> Work to be completed
Please write out each entry exactly as it appears.

> Given data
□ □ □ □ □ □ □

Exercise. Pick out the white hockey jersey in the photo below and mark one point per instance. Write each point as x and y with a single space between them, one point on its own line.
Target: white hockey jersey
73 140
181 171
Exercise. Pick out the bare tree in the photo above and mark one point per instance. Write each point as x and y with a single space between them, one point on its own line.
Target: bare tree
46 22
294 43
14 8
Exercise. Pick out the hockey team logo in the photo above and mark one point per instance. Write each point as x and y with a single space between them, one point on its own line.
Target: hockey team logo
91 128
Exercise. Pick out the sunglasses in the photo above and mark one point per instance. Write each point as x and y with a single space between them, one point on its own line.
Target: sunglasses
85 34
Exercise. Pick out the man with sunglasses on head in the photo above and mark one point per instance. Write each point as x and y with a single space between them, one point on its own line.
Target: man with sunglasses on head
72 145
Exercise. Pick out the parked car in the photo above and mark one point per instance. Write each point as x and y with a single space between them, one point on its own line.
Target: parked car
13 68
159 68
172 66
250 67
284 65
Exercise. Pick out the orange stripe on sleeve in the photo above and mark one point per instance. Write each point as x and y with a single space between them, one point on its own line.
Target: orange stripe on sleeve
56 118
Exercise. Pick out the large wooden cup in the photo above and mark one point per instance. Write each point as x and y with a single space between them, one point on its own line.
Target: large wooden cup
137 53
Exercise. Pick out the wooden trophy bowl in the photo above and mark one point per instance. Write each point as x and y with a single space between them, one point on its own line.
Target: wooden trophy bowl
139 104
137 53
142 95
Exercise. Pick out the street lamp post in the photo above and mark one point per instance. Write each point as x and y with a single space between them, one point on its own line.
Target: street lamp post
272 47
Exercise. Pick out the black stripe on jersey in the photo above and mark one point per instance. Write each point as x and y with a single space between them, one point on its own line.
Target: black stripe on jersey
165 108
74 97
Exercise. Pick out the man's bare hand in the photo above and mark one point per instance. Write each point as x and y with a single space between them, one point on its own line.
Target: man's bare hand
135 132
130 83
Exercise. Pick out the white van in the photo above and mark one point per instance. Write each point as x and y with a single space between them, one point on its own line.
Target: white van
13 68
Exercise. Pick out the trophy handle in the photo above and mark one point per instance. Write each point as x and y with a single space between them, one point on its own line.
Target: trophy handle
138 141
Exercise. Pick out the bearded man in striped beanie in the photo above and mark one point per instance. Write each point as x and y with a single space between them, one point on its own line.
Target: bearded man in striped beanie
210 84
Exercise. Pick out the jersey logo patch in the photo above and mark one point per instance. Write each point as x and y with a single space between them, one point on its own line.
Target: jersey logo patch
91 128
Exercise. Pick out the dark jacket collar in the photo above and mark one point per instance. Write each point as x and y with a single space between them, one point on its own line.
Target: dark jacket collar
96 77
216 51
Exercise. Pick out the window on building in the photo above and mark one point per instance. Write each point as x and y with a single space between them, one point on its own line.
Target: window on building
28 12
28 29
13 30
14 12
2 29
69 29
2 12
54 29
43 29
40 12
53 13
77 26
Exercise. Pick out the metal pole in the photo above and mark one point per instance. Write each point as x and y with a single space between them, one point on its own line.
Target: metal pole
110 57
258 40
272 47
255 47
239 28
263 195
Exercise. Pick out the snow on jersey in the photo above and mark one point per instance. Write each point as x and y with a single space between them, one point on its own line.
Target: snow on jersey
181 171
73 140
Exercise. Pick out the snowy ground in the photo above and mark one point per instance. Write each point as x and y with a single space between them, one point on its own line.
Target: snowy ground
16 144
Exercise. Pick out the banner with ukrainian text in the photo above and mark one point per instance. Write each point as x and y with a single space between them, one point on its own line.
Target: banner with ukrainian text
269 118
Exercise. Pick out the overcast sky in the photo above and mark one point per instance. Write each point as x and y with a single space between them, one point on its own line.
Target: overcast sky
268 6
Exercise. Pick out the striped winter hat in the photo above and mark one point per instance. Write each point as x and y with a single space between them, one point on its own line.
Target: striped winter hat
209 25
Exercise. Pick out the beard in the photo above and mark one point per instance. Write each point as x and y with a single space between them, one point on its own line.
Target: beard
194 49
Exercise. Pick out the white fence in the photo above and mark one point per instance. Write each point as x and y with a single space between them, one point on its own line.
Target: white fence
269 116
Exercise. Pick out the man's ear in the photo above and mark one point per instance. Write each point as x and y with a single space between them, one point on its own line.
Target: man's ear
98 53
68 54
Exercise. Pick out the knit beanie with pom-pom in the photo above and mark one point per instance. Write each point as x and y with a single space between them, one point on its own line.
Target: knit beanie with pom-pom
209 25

□ □ □ □ □ □ □

> Your response
Exercise. Pick out the white hockey jersey in the photo below and mark one point per instance. Write each point as x and y with a single space between them, one point on its own line.
Target: white hockey jersey
73 140
181 171
Exercise. Pick out the bare tree in the photo above and mark one point per instance. Write each point as x and y with a single space between them, one point on its own line.
Target: bare tree
46 22
294 43
14 8
Exercise. Pick out the hockey team logo in the photo above and mark one point per instance. Write each point as x and y with a single space between them, one point on its own line.
Target: hockey team logo
91 128
Exercise. Pick out the sunglasses in the photo above and mark one point per instance. Write each point as x and y with a single space between them, one point on its own line.
Target: sunglasses
85 34
Exercise. Pick out the man with sunglasses on head in the photo above and mark one point per instance. Write each point as x and y with a single space between them, one point on its own line.
Target: man with sunglasses on head
72 145
Exercise. Pick out the parked car in the photo above and mark one point per instance. Write each point as x and y with a single space between them, one point on its own line.
Target: parked car
13 68
159 68
172 66
250 67
284 65
Exercise. Pick out the orange stripe on sleeve in the photo above and mark one point per instance. Write each point as x and y with a single space between them, one point on its own line.
Target: orange stripe on sleeve
56 118
Exercise. Pick out the large wooden cup in the photo above and mark one point per instance. Write each point as x and y with a single space between them, one point on its own line.
Target: large wooden cup
137 53
Exercise. Pick out the wooden trophy bowl in the photo above and mark one point per instance. Write each point as x and y with a single space between them, one point on its own line.
Target: wooden trophy bowl
139 104
137 53
142 95
Exercise. Pick out the street lamp post in the photo above and mark one point per instance. Write each point as x and y with a single space between them, one point on its own line.
Target: street lamp post
272 47
Exercise. Pick out the black stripe on jersey in the photo above and mark one point per instance. Write each point as x and y with a single space between them, one point on its own line.
Target: black stripe on jersey
165 108
74 97
Exercise. Pick out the man's bare hand in the photo above and mark one point per instance. Write each point as x and y with a single space between them, one point on its own line.
Target: man's bare hand
135 132
130 83
Exercise. Pick out the white van in the photo above and mark one point per instance. Write each point as x and y with a single space between them, one point on its own line.
Target: white van
13 68
Exercise. Pick out the trophy handle in the photo above and mark one point per instance. Write each point as x and y with a single space between them, one point on its own line.
Target: trophy handle
138 141
Exercise. Pick out the bearded man in striped beanie in the photo above and mark one point per instance. Write each point as x and y with a single space between them, one point on its own line.
Target: bearded man in striped beanie
210 84
Exercise. Pick out the jersey logo patch in the photo above and mark one point per instance. Write each point as x and y with a single space between them, one point on its own line.
Target: jersey logo patch
91 128
Exercise. Pick out the dark jacket collar in the photo above and mark one point per instance. Write each point as x and y with a single space between them, one point on its own line.
Target: dark jacket collar
96 77
216 51
Exercise. Pick out the window on building in the photo above and mark one point per instance. Write each point as x and y with a single space between them, one point on its own line.
Target: window on building
28 12
28 29
13 30
14 12
2 29
69 29
2 12
54 29
43 29
40 12
53 13
77 26
Exercise. Pick out the metal pole in the photo above and mark one point per instance. Write each point as x and y with a single space between them, one point on its own line.
Target: metal pole
110 57
258 40
272 47
255 47
239 28
263 195
Exercise. Pick out the snow on jersey in the photo above and mark one point per instance. Write each point as x and y with a single space between them, one point on its own line.
Target: snow on jersey
181 171
73 140
Exercise. Pick out the snowy ground in the photo above and mark one point per instance. Write each point as x and y with a single space between them, one point on its own line.
Target: snowy ground
16 144
Exercise. Pick out the banner with ukrainian text in the photo above and mark one point per instance. Write each point as x and y with a single space between them, one point on its own line.
Target: banner with ukrainian text
269 118
Exercise. Pick out the overcast sky in the photo above and mark one point per instance. Write each point as x and y with a single space between them, one point on its own line.
Target: overcast sky
268 6
Exercise. Pick out the striped winter hat in the photo above and mark one point per instance. Write each point as x and y with a single space between them, one point on its own line.
Target: striped winter hat
209 25
Exercise. Pick out the beard in the photo above and mark one point per instance. Write each point as x and y with a single space between them, one point on its own line.
Target: beard
194 49
Exercise. Pick out the white fence in the photo above and mark one point per instance. Write each point as x and y with a single space between them, one point on its own line.
Target: white fence
269 116
Exercise. Pick out the man's ear in the photo above and mark one point per instance. Write each point as x and y with a single space between them, one point on its own line.
Target: man's ear
98 53
68 54
Exercise. Pick out the knit beanie with pom-pom in the photo above and mark one point per instance. Write each point as x and y with a single space between them, one point on its own line.
Target: knit beanie with pom-pom
209 25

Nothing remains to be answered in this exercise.